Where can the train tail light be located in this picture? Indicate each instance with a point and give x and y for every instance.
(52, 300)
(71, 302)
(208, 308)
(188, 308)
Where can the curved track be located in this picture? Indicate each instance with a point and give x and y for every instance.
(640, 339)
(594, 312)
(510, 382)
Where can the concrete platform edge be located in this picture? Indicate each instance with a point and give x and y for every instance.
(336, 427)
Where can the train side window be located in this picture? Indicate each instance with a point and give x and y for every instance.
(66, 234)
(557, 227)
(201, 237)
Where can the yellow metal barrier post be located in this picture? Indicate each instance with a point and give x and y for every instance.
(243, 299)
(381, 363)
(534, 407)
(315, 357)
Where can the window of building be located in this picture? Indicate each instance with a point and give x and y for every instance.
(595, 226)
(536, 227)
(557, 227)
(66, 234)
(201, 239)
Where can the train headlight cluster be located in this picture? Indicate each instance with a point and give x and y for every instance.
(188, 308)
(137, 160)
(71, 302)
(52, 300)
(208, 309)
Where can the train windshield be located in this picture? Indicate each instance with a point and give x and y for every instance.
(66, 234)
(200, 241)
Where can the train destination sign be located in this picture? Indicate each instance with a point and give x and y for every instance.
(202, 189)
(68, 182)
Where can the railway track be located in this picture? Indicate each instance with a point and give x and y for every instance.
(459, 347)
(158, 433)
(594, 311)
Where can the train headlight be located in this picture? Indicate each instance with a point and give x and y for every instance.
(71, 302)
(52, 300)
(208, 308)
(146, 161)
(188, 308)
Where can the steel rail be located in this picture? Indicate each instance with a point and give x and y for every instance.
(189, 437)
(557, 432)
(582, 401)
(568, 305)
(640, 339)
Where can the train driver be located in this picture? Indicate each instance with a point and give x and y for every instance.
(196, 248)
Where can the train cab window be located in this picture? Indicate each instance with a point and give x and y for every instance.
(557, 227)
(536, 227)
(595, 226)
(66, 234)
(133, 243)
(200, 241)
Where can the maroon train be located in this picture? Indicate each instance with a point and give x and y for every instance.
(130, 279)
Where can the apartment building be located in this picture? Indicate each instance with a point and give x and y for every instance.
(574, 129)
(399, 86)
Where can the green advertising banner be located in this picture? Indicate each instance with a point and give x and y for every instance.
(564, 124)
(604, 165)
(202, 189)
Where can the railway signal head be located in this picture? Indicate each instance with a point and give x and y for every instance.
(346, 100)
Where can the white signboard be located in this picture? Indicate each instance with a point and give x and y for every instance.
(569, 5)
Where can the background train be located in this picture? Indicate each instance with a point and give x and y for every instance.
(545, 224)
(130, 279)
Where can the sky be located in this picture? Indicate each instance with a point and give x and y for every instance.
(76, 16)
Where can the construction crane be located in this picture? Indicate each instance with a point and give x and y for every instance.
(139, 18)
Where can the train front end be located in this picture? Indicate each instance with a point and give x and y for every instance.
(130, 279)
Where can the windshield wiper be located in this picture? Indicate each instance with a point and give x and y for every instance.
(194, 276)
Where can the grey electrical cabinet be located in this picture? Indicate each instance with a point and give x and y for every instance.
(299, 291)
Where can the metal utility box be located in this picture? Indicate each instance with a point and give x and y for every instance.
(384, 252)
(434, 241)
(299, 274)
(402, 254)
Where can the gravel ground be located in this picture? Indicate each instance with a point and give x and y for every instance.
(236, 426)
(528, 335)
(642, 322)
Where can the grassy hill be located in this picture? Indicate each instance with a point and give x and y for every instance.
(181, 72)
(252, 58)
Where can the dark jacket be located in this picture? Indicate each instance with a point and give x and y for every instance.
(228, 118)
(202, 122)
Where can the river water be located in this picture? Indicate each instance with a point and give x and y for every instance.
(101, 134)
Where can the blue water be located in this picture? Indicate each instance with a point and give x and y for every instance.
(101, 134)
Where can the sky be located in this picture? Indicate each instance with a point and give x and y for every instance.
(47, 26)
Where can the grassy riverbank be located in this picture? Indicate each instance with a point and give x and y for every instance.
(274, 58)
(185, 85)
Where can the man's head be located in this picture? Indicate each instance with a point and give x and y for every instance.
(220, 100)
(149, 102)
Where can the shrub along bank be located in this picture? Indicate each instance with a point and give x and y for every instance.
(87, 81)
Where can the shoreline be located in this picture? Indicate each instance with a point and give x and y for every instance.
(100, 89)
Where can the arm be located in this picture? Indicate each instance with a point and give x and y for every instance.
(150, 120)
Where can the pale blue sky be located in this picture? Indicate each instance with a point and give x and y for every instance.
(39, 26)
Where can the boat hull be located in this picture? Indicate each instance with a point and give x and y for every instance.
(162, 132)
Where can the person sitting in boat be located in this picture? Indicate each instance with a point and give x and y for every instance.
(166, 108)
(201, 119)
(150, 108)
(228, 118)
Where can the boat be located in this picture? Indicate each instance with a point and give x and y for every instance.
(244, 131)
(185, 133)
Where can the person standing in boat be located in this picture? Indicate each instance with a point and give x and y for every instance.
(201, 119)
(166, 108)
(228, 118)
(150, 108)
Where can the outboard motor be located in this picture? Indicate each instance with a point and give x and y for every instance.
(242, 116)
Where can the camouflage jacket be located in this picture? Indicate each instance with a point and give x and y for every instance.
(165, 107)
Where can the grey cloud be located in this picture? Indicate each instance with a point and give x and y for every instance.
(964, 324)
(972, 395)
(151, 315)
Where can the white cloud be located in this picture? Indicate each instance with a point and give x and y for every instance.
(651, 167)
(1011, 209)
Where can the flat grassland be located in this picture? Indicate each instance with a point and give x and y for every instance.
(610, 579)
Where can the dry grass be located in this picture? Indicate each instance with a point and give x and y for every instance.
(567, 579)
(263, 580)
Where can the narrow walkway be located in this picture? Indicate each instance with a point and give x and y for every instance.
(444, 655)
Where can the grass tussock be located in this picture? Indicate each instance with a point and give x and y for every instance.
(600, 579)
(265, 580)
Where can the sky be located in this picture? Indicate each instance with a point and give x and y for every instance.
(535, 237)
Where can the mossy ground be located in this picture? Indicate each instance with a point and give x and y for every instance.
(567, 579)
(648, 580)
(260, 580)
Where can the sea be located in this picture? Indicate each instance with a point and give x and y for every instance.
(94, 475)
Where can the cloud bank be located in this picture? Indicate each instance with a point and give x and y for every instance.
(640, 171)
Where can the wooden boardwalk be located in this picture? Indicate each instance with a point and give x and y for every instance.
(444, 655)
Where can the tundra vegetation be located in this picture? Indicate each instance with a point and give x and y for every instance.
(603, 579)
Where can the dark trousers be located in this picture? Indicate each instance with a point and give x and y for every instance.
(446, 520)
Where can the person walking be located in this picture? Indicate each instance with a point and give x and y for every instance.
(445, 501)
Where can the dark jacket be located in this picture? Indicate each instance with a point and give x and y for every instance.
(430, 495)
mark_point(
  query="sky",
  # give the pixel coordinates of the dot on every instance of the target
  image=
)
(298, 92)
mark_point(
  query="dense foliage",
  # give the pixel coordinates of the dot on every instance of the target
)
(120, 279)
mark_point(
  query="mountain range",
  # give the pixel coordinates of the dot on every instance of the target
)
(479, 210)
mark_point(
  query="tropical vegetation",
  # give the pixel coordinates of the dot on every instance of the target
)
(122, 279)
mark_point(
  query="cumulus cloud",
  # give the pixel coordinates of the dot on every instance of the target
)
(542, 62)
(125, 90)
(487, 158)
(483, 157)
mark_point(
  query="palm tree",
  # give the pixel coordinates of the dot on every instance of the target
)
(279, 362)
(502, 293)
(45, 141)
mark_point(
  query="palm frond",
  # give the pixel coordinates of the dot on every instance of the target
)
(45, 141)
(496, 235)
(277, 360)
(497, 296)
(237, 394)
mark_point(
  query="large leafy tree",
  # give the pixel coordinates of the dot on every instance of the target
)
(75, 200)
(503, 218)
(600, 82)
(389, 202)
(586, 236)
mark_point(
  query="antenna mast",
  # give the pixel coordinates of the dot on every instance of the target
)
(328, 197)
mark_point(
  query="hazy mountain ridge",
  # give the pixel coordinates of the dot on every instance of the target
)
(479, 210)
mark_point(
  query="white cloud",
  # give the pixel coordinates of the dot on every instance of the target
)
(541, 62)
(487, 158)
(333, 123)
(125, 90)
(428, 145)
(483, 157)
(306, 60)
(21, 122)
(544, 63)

::::::

## Exercise aim
Identify every line in the material that contains the word "grassy", and copy each such line.

## The response
Where can the grassy hill be located in this picture? Indicate each instance with a point and give x and y for every instance.
Where can the grassy riverbank be located in this picture? Indicate each instance with a point and give x and y for every instance.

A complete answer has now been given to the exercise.